(BRANO DEL TESTO)

▽

Il raid vandalico di sabato sera contro la statua di Indro Montanelli, nei giardini a lui intitolati in via Palestro, è stato rivendicato nel pomeriggio di domenica da Rete Studenti Milano e LuMe (Laboratorio universitario Metropolitano) attraverso un video pubblicato sui social. «Chiediamo, ad alta voce e con convinzione, l’abbattimento della statua a suo nome» hanno dichiarato i collettivi nel filmato. In precedenza la Procura di Milano aveva aperto un’inchiesta per l’imbrattamento della statua; gli investigatori della Digos, coordinati dal pm Alberto Nobili, stanno acquisendo i filmati delle telecamere di sicurezza.
Nel video di 40 secondi si vedono alcuni ragazzi arrivare in bicicletta all’interno del parco e due di loro, stesse scarpe e pantaloni ma giacca di due colori diversi, lanciano i barattoli di vernice contro la statua, per poi scrivere con una bomboletta spray «Razzista, stupratore». «Con questo gesto vogliamo inoltre ricordare che, come ci hanno insegnato e continuano a insegnarci movimenti globali come Non Una Di Meno e Black Lives Matter, tutte le lotte sono la stessa lotta, in un meccanismo intersezionale di trasformazione del presente e del futuro. Se il mondo che vogliamo tarda ad arrivare, lo cambieremo», si legge nel comunicato firmato da Rete Studenti Milano e LuMe.

△

(RIGHE ESTRATTE)
▽

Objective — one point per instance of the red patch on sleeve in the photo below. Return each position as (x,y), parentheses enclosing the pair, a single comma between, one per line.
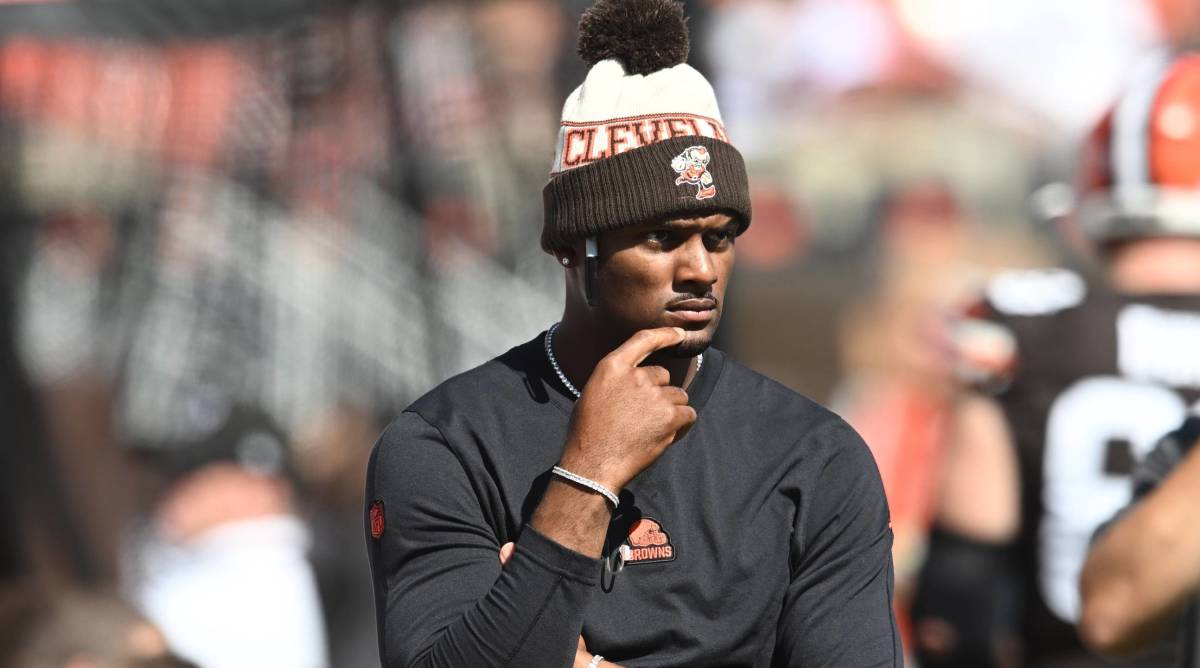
(377,519)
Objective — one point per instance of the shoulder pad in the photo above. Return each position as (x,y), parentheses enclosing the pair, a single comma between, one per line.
(1038,292)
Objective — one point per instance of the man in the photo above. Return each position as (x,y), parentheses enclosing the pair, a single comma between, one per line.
(1144,570)
(669,506)
(1074,381)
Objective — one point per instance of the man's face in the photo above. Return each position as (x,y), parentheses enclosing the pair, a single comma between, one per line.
(667,274)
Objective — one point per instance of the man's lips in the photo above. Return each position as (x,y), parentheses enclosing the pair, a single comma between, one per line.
(694,310)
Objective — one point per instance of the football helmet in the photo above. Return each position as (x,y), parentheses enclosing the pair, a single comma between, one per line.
(1140,169)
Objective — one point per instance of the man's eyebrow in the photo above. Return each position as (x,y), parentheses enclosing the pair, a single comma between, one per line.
(691,224)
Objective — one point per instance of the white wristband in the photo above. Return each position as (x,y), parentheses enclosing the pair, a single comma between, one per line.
(589,483)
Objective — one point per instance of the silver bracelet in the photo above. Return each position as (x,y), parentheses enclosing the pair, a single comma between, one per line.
(589,483)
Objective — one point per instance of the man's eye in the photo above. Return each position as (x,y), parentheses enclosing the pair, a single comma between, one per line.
(720,236)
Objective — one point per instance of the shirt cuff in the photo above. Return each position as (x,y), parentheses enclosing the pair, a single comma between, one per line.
(556,558)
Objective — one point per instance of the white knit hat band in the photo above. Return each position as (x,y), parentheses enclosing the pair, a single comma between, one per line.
(585,143)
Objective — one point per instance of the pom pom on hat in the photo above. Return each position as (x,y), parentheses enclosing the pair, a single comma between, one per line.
(643,35)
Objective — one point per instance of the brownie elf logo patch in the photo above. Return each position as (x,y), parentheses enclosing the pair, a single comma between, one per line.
(691,166)
(377,519)
(647,543)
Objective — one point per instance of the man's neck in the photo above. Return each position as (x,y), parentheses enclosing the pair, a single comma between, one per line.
(580,345)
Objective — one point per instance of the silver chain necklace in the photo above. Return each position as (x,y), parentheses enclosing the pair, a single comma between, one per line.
(558,369)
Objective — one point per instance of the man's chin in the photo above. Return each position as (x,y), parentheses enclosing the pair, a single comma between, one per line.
(694,343)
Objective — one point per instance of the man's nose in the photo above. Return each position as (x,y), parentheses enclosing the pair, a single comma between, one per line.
(695,263)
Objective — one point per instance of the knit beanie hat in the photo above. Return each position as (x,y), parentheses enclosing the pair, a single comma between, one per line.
(641,138)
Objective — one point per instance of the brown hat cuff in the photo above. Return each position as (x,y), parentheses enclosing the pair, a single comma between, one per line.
(639,186)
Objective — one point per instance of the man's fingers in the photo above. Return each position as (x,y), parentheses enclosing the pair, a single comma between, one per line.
(684,416)
(677,395)
(659,375)
(640,345)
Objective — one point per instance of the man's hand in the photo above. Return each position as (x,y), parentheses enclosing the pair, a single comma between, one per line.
(627,415)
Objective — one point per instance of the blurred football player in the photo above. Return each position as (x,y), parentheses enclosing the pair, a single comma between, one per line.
(1143,573)
(1073,381)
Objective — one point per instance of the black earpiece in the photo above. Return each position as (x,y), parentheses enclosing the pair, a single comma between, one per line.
(591,270)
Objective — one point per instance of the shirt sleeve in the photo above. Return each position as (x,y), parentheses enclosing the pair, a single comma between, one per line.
(838,606)
(441,595)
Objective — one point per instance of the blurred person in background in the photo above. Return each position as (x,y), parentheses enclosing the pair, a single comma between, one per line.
(1143,573)
(898,384)
(91,630)
(1073,381)
(221,566)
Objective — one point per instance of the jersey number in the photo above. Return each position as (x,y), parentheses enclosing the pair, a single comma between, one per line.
(1080,489)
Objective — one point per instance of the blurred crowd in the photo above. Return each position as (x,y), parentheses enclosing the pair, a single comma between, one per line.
(240,238)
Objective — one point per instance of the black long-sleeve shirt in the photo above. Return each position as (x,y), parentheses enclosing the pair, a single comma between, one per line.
(759,539)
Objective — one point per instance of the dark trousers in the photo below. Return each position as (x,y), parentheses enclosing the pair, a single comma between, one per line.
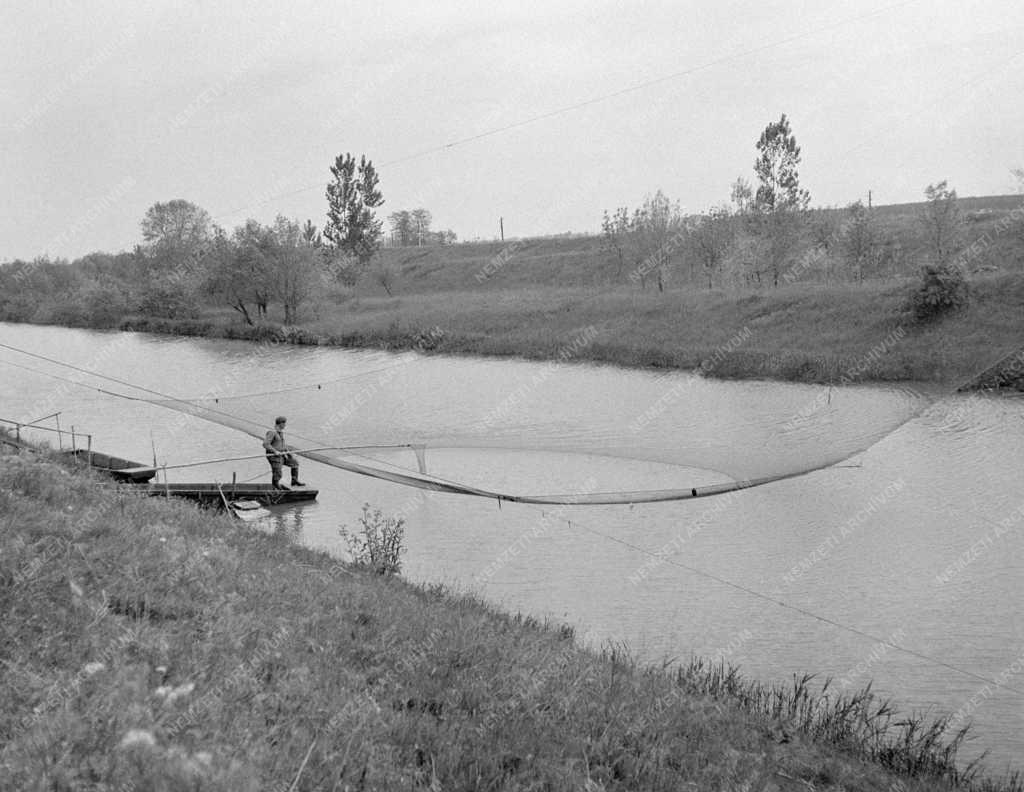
(276,466)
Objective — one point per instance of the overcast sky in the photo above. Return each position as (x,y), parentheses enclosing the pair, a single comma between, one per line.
(108,108)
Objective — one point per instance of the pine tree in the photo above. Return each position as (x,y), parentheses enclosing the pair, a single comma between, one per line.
(352,227)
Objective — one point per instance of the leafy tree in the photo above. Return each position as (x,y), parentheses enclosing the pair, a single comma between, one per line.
(942,289)
(657,232)
(776,170)
(401,227)
(942,222)
(230,279)
(615,230)
(741,196)
(779,200)
(352,227)
(176,226)
(311,236)
(712,236)
(859,240)
(294,266)
(421,220)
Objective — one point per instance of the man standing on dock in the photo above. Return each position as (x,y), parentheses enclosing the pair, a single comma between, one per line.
(278,456)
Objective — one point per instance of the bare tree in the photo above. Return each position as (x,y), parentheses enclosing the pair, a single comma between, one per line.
(779,201)
(859,240)
(712,236)
(296,266)
(942,222)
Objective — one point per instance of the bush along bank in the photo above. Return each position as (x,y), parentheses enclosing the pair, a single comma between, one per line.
(148,644)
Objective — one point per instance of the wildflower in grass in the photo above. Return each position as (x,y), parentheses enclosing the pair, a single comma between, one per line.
(137,737)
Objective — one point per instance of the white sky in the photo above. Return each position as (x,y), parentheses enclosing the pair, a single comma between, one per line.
(107,108)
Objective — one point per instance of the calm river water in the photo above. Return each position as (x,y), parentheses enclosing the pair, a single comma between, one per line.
(920,542)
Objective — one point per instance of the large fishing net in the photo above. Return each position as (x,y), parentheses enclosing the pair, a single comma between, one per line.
(553,432)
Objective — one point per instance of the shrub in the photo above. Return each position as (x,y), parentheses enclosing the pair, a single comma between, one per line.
(377,544)
(941,290)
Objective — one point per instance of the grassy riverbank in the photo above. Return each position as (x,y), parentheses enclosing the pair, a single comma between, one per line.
(146,644)
(802,332)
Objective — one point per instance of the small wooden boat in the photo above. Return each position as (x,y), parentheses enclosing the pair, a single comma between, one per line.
(210,494)
(247,510)
(121,469)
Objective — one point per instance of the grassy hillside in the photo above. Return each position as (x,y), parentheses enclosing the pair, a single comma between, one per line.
(803,332)
(147,644)
(537,297)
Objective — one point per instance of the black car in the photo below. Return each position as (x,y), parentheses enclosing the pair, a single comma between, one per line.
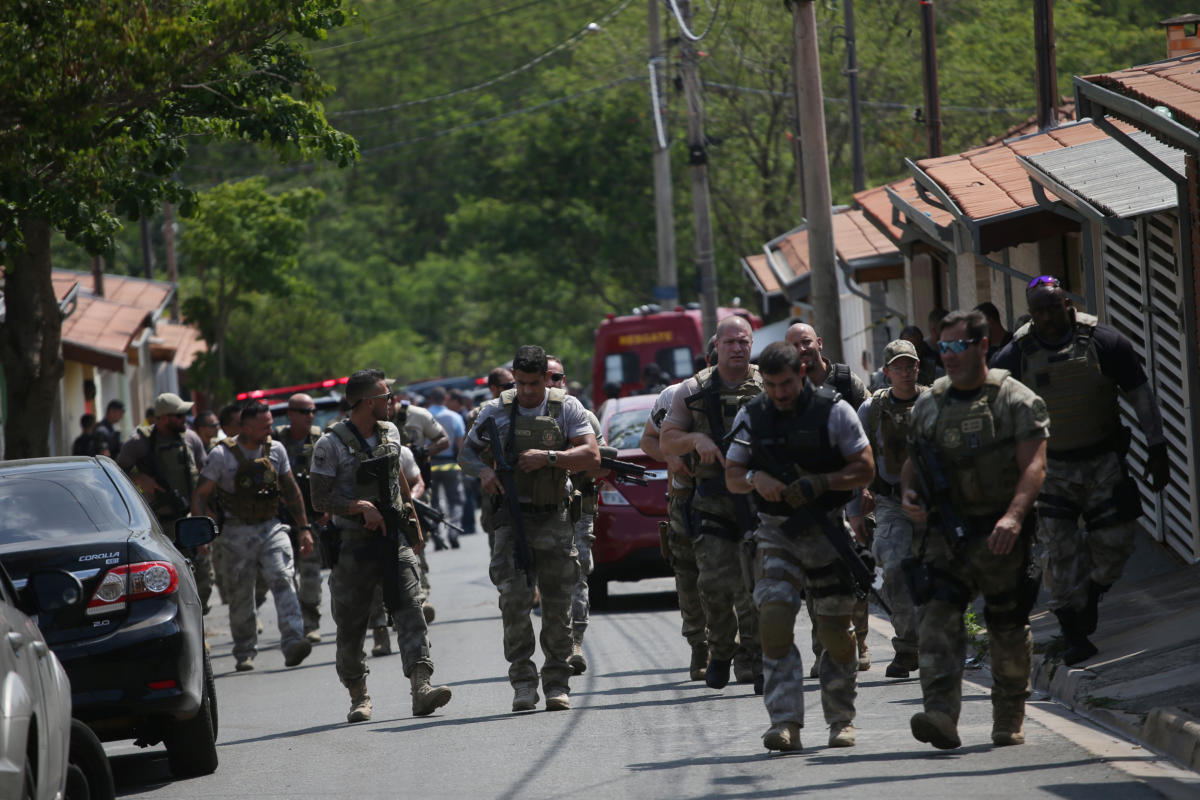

△

(ISTRUZIONI DEL COMPITO) Continua il brano sull'imbrattamento della statua di Indro Montanelli a partire dall'ultima frase riportata.

(RISULTATO DELL'ESERCIZIO)
Il raid vandalico, intanto, ha suscitato un coro unanime di condanne dalla politica. A cominciare da quella del presidente della Regione, Attilio Fontana, vittima, a sua volta, di una serie di messaggi e scritte minacciosi. «L’odio, la cattiveria e l’astio sono sempre più dominanti sul confronto civile e democratico — ha attaccato il governatore —. C’é da preoccuparsi seriamente». E stamattina, con un post su Facebook, ha rincarato la dose: «Sono sotto scorta da qualche settimana a causa dell’odio politico che ha attaccato la Lombardia — ha scritto —, quello sciacallaggio che ha cercato di infangare la mia giunta proprio nel momento in cui il fronte della pandemia richiedeva più attenzione». «Riscontro un clima irrazionale — ha aggiunto —, pericoloso per la nostra democrazia, qualcosa nel Paese rischia di naufragare: la ragione».